▶ _EXERCISE DETAILS_: Only the lines running from the line with "Query: man's lower lip" to the end of the records below belong in the answer, each copied exactly.

━━ DATASET ━━

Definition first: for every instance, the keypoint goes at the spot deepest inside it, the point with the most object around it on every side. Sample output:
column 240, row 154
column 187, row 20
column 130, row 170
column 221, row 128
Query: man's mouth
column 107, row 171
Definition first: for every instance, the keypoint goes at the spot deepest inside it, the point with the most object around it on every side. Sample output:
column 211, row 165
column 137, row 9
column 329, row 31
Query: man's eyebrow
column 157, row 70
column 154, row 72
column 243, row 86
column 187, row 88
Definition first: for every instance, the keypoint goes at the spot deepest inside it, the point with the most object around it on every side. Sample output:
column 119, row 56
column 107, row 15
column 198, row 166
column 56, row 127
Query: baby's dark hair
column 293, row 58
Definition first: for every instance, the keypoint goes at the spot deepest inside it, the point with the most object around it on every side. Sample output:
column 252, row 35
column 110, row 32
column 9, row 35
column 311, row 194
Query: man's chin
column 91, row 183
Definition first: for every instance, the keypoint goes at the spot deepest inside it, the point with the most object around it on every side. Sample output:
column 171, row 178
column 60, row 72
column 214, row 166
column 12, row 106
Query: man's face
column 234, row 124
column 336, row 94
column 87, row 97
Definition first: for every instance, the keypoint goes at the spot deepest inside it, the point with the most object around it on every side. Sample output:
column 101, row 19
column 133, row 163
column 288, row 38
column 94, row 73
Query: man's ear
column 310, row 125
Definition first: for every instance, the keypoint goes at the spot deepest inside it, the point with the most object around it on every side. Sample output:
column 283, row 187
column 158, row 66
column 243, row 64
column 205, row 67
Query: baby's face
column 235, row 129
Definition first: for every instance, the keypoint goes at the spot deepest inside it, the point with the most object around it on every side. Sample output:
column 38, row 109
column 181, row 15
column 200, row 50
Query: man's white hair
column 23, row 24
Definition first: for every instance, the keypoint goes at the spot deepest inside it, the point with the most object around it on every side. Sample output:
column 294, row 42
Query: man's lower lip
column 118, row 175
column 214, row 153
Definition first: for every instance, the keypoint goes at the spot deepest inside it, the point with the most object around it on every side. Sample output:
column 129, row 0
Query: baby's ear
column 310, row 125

━━━

▶ _EXERCISE ANSWER_:
Query: man's lower lip
column 118, row 175
column 214, row 153
Definition first: for every instance, the keypoint goes at the spot deepest inside it, the point with the most object around it on every side. Sample output:
column 129, row 0
Query: baby's ear
column 310, row 125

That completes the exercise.